## DIRECTIONS FOR THIS TASK
For each record below, retype the text exactly and omit any image.
*** Opening RECORDS ***
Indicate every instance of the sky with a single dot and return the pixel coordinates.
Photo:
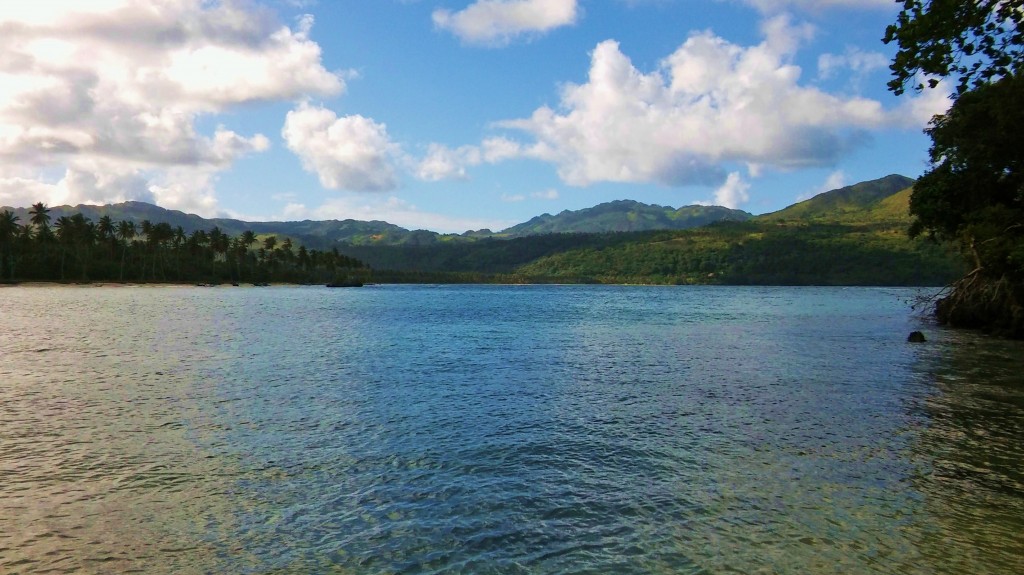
(449, 115)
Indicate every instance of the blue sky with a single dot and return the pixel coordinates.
(449, 115)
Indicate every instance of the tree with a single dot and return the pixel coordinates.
(976, 41)
(8, 233)
(126, 232)
(973, 192)
(40, 215)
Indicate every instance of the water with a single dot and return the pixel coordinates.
(503, 430)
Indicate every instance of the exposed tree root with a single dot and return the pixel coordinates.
(979, 302)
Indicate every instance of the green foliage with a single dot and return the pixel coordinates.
(625, 215)
(860, 203)
(976, 41)
(978, 165)
(761, 253)
(974, 191)
(78, 250)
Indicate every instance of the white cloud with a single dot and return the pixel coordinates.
(710, 103)
(775, 6)
(351, 152)
(836, 180)
(853, 58)
(391, 210)
(442, 163)
(100, 100)
(498, 21)
(733, 192)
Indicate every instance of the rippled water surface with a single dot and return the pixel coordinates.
(503, 430)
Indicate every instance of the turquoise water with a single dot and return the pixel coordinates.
(503, 430)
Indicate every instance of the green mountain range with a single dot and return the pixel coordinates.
(852, 235)
(626, 215)
(609, 217)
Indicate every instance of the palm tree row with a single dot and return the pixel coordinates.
(75, 249)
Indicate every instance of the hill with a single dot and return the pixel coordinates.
(608, 217)
(862, 201)
(625, 215)
(852, 235)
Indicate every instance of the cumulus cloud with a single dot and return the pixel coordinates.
(392, 210)
(499, 21)
(443, 163)
(733, 192)
(100, 100)
(836, 180)
(775, 6)
(711, 103)
(350, 152)
(855, 59)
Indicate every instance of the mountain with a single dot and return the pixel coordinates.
(609, 217)
(851, 235)
(855, 201)
(855, 235)
(318, 234)
(625, 215)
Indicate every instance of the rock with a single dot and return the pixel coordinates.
(915, 338)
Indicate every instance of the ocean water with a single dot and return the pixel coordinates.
(433, 429)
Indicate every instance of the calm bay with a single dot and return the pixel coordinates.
(503, 429)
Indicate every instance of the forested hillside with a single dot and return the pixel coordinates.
(852, 235)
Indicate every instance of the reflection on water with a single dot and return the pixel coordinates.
(508, 430)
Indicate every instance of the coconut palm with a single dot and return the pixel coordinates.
(40, 215)
(126, 232)
(8, 232)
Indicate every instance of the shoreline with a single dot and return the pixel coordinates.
(83, 284)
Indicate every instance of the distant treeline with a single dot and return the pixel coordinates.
(732, 253)
(75, 249)
(759, 252)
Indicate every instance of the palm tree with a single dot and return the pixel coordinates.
(126, 231)
(247, 239)
(40, 215)
(66, 235)
(8, 231)
(104, 230)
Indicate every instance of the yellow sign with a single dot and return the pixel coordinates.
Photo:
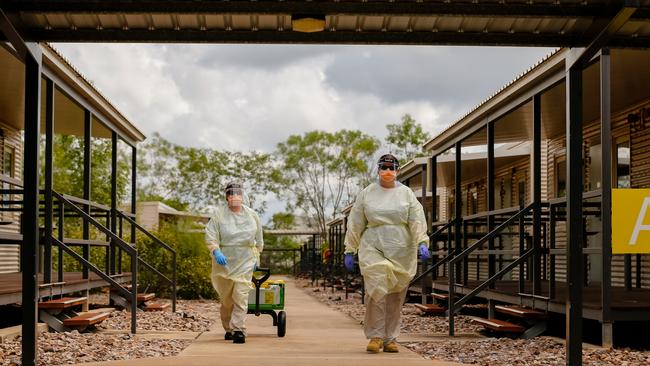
*** Closing RECORDS ***
## SOLUTION
Indicate every instance of the sky with a single dot and return the pixel coordinates.
Photo:
(449, 115)
Indicate every instance of the blue sky with a single dot and return the pixel coordinates.
(449, 115)
Indicate every instance of the tree with a single dot and return the pixel coordinates.
(976, 41)
(8, 233)
(126, 232)
(973, 192)
(40, 215)
Indicate every instance of the water with a single dot and return the pixel coordinates.
(503, 430)
Indicate every instance of the exposed tree root with a single dot and return the pixel coordinates.
(979, 302)
Indicate every instance of the green foliage with a single dot and return the pixel coordinates.
(625, 215)
(860, 203)
(976, 41)
(978, 165)
(761, 253)
(974, 191)
(78, 250)
Indicate every instance of the white cloud with a single dot and return the pixel coordinates.
(710, 103)
(775, 6)
(351, 152)
(836, 180)
(853, 58)
(391, 210)
(442, 163)
(100, 100)
(498, 21)
(733, 192)
Indicate every instance of the rippled water surface with a single dot and return the pixel coordinates.
(503, 430)
Indicate every instance of the turquoise water with a single dot and return the pixel coordinates.
(503, 430)
Indicate every instance of the green mountain range with a single dot and return the pixel coordinates.
(852, 235)
(626, 215)
(609, 217)
Indicate every instance of the palm tree row with a single dot and return the pixel coordinates.
(75, 249)
Indicate every instance of the hill with a single dot and return the pixel coordinates.
(608, 217)
(862, 201)
(625, 215)
(852, 235)
Indicate every instance of the cumulus cloud with a single dot and return the pixel coordinates.
(392, 210)
(499, 21)
(443, 163)
(733, 192)
(100, 100)
(836, 180)
(775, 6)
(711, 103)
(350, 152)
(855, 59)
Indicate every instance of the mountain with a single dot and return the pixel coordinates.
(609, 217)
(851, 235)
(855, 201)
(855, 235)
(318, 234)
(625, 215)
Indicate every instance of the rock with a single dot and return the pixel coordinates.
(915, 338)
Indicate every instance of the ocean water with a single dot and return the pixel coordinates.
(433, 429)
Indicate every instance of the calm bay with a single dot and return the pixel coordinates.
(503, 429)
Indicate every instance of the forested hillside with a single dot and return the pixel coordinates.
(852, 235)
Indicate every instance of the reflection on water with a single dot and return the pixel coordinates.
(508, 430)
Indicate every instance of the coconut palm with a single dot and return the pixel coordinates.
(40, 215)
(126, 232)
(8, 232)
Indicate every instance of the shoreline with a single dot and return the pixel coordinates.
(83, 284)
Indicate every instance of the distant treeline with a single dot and return the pixel coordinates.
(732, 253)
(75, 249)
(759, 252)
Indicate every instance of the palm tree with a single dot and return the pixel coordinates.
(126, 231)
(247, 239)
(40, 215)
(66, 235)
(8, 231)
(104, 230)
Indicate every instance of the yellow sign with a single dot and return the pixel coordinates.
Photo:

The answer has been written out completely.